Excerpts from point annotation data
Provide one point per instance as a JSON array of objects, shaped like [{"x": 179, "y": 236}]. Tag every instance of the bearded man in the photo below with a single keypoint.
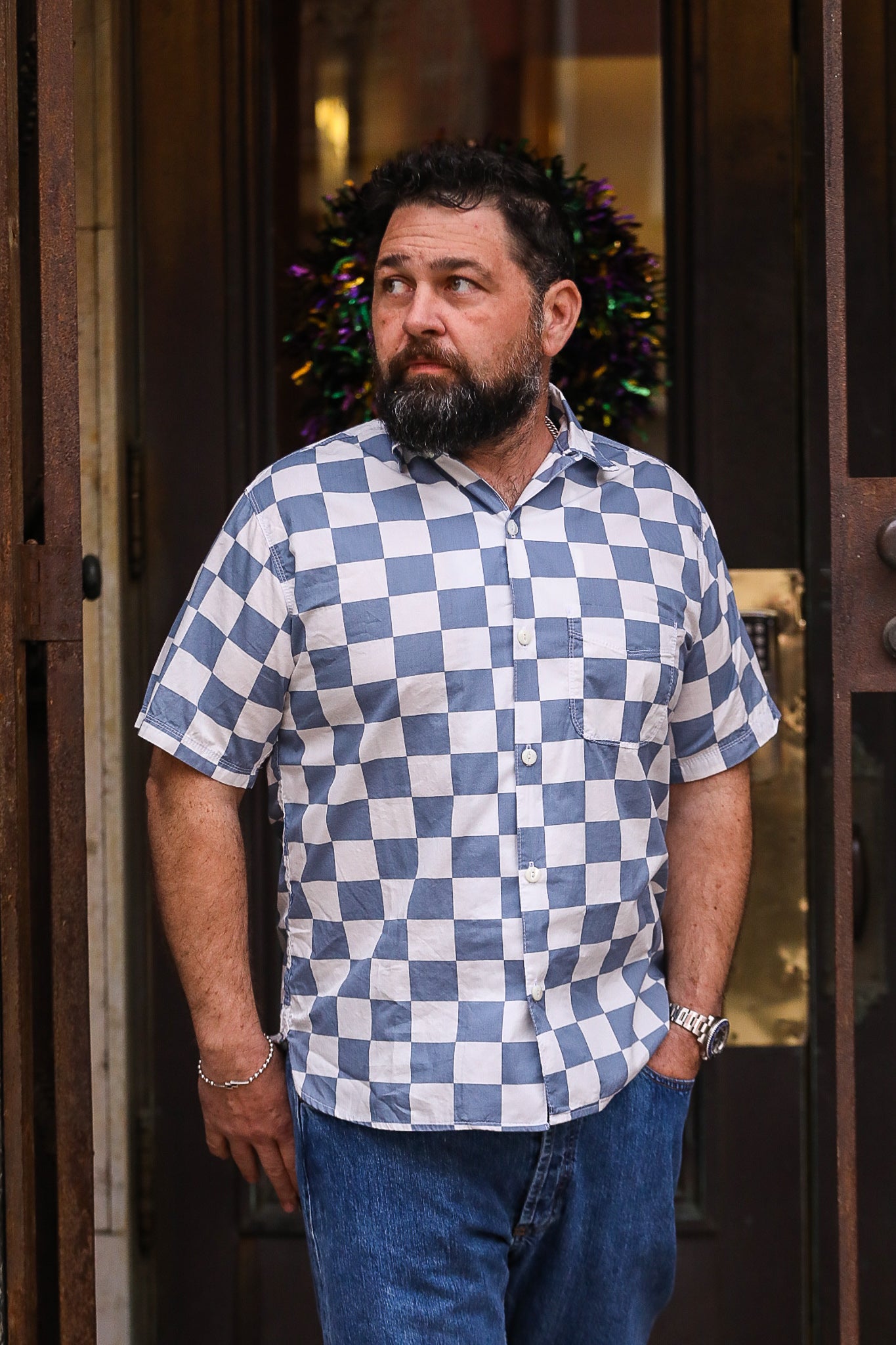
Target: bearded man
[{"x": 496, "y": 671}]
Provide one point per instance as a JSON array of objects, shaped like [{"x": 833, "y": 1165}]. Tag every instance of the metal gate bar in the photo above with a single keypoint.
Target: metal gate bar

• **THE TASK**
Turn every line of the rows above into a JSON list of strings, one string per line, with blank lines dropped. Leave the pictures out.

• **TASK RESULT**
[
  "Provide one point per instance as a JSON array of objects, shaped like [{\"x\": 179, \"y\": 236}]. Tag every instance of the bearded man in the photo below with a single keypoint.",
  "Target: bearded man",
  "[{\"x\": 496, \"y\": 671}]",
  "Provide one point per instance as a JSON array of objects, shaped like [{\"x\": 833, \"y\": 1165}]. Tag every instance of the metal gate bar in the photo above with a single keypoint.",
  "Target: metal gate bar"
]